_TEXTO MOSTRADO_.
In [1]:
import pandas as pd
import numpy as np
import os
pd.set_option('display.float_format', lambda x: '%.2f' % x)
pd.set_option('display.max_columns', None)

# Tablas

In [2]:
MafiActual = pd.read_csv('MafiActual.csv',
                         dtype=str)
MafiAnterior = pd.read_csv('MafiAnterior.csv',
                         dtype=str)
ColNum = {'origin_currency_balance_amount':np.float64,
          'mthly_lcur_average_bal_amount':np.float64,
          'current_bal_local_curncy_amount':np.float64,
          'mthly_lcur_average_bal1_amount':np.float64}
MafiActual, MafiAnterior = MafiActual.astype(ColNum), MafiAnterior.astype(ColNum)

# Atributos

In [3]:
AccActual = pd.read_csv('AccActual.csv',
                         dtype=str)
AttActual = pd.read_csv('AttActual.csv',
                         dtype=str)
AttActual = AttActual.rename(columns={'account_opening_date': 'opening_date',
                                      'original_expiry_date': 'last_expiry_date'})
CardActual = pd.read_csv('CardActual.csv',
                         dtype=str)
AtributosActual = pd.concat([AccActual,AttActual,CardActual])

AccAnterior = pd.read_csv('AccAnterior.csv',
                         dtype=str)

_TAREAS REQUERIDAS_.
- a) Indique si cada afirmación concuerda con el código de pandas y cite las palabras exactas que lo deciden: (i) las columnas de ColNum se convierten al tipo np.float64; (ii) los archivos CSV se leen con dtype=int; (iii) la columna 'account_opening_date' pasa a llamarse 'opening_date'.
- b) Según el código de pandas, ¿qué función combina AccActual, AttActual y CardActual en AtributosActual?
- c) Retome el código de pandas a partir de la última línea mostrada.

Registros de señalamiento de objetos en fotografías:
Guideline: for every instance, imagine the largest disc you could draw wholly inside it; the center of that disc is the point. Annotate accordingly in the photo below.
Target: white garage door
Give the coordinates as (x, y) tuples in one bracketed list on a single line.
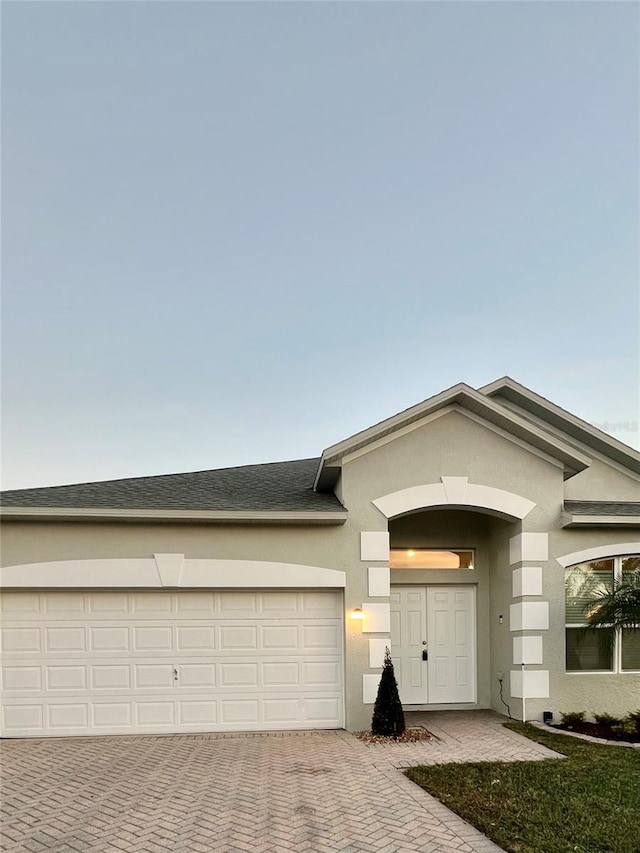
[(80, 663)]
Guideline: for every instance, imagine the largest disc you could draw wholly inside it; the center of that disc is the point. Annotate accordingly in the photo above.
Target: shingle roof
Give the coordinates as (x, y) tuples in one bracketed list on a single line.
[(603, 507), (284, 486)]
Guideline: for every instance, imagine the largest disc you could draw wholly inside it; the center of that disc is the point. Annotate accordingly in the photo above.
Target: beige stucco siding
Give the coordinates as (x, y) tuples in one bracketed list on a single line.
[(450, 445)]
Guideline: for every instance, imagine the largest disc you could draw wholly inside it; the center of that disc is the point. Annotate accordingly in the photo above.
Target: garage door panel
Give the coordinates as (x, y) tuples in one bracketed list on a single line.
[(68, 678), (279, 637), (153, 638), (239, 674), (239, 637), (65, 639), (67, 715), (109, 638), (106, 663), (238, 603), (21, 641), (197, 637), (18, 604), (108, 603), (321, 637), (112, 715), (196, 675), (17, 678), (153, 675), (239, 712), (281, 674), (157, 603), (110, 676), (23, 717), (196, 603), (286, 603), (197, 713), (158, 713)]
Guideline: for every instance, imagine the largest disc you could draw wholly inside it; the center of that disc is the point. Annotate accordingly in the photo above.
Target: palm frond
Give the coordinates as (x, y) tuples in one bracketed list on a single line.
[(619, 608)]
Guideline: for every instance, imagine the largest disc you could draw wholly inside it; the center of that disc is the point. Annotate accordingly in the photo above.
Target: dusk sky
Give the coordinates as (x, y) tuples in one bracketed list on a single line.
[(240, 232)]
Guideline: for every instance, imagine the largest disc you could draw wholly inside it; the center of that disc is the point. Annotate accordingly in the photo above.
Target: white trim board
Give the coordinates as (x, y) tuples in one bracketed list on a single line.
[(169, 570)]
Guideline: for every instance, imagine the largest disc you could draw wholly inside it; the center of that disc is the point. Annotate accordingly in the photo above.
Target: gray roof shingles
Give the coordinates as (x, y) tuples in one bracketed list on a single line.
[(603, 507), (275, 486)]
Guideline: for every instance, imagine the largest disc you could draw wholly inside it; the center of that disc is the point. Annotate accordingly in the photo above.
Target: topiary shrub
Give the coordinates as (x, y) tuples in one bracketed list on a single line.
[(388, 716)]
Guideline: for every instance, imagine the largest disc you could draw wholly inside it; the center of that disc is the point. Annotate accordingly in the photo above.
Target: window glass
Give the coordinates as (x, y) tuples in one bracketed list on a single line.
[(589, 651), (630, 649), (583, 583), (428, 558), (631, 564)]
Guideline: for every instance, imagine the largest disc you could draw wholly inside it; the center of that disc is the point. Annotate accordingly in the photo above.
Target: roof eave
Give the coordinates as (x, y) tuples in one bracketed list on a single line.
[(562, 419), (104, 514), (570, 520)]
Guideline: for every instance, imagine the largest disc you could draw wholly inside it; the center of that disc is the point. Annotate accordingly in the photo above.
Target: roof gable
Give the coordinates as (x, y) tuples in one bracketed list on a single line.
[(508, 392), (467, 398)]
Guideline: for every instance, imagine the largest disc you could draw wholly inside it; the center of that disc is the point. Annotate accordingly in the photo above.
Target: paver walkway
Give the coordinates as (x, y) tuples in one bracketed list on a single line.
[(307, 792)]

_RESPUESTAS DEL EJERCICIO_.
- a)
(i) Sí: "'origin_currency_balance_amount':np.float64".
(ii) No: "dtype=str".
(iii) Sí: "'account_opening_date': 'opening_date'".

- b) La función pd.concat: AtributosActual = pd.concat([AccActual,AttActual,CardActual]).

- c)
AttAnterior = pd.read_csv('AttAnterior.csv',
                         dtype=str)
AttAnterior = AttAnterior.rename(columns={'account_opening_date': 'opening_date',
                                      'original_expiry_date': 'last_expiry_date'})
CardAnterior = pd.read_csv('CardAnterior.csv',
                         dtype=str)
AtributosAnterior = pd.concat([AccAnterior,AttAnterior,CardAnterior])
Atributos = pd.concat([AtributosActual,AtributosAnterior])
Atributos['load_date'] = Atributos['load_date'].str[:7]

# Rorc

In [4]:
RorcActual = pd.read_csv('RorcActual.csv',
                         dtype=str)
RorcAnterior = pd.read_csv('RorcAnterior.csv',
                         dtype=str)
Rorc = pd.concat([RorcActual,RorcAnterior])
Rorc['cutoff_date'] = Rorc['cutoff_date'].str[:7]
Rorc = Rorc.rename(columns={'cutoff_date': 'load_date'})

# OppAtt

In [5]:
OpAttActual = pd.read_csv('OpAttActual.csv',
                         dtype=str)
OpAttAnterior = pd.read_csv('OpAttAnterior.csv',
                         dtype=str)
OpAtt = pd.concat([OpAttActual,OpAttAnterior])
OpAtt['cutoff_date'] = OpAtt['cutoff_date'].str[:7]
OpAtt = OpAtt.rename(columns={'cutoff_date': 'load_date'})

# Refina

In [6]:
RefActual = pd.read_csv('RefinaActual.csv',
                  dtype=str)
RefAnterior = pd.read_csv('RefinaAnterior.csv',
                  dtype=str)
Ref = pd.concat([RefActual,RefAnterior])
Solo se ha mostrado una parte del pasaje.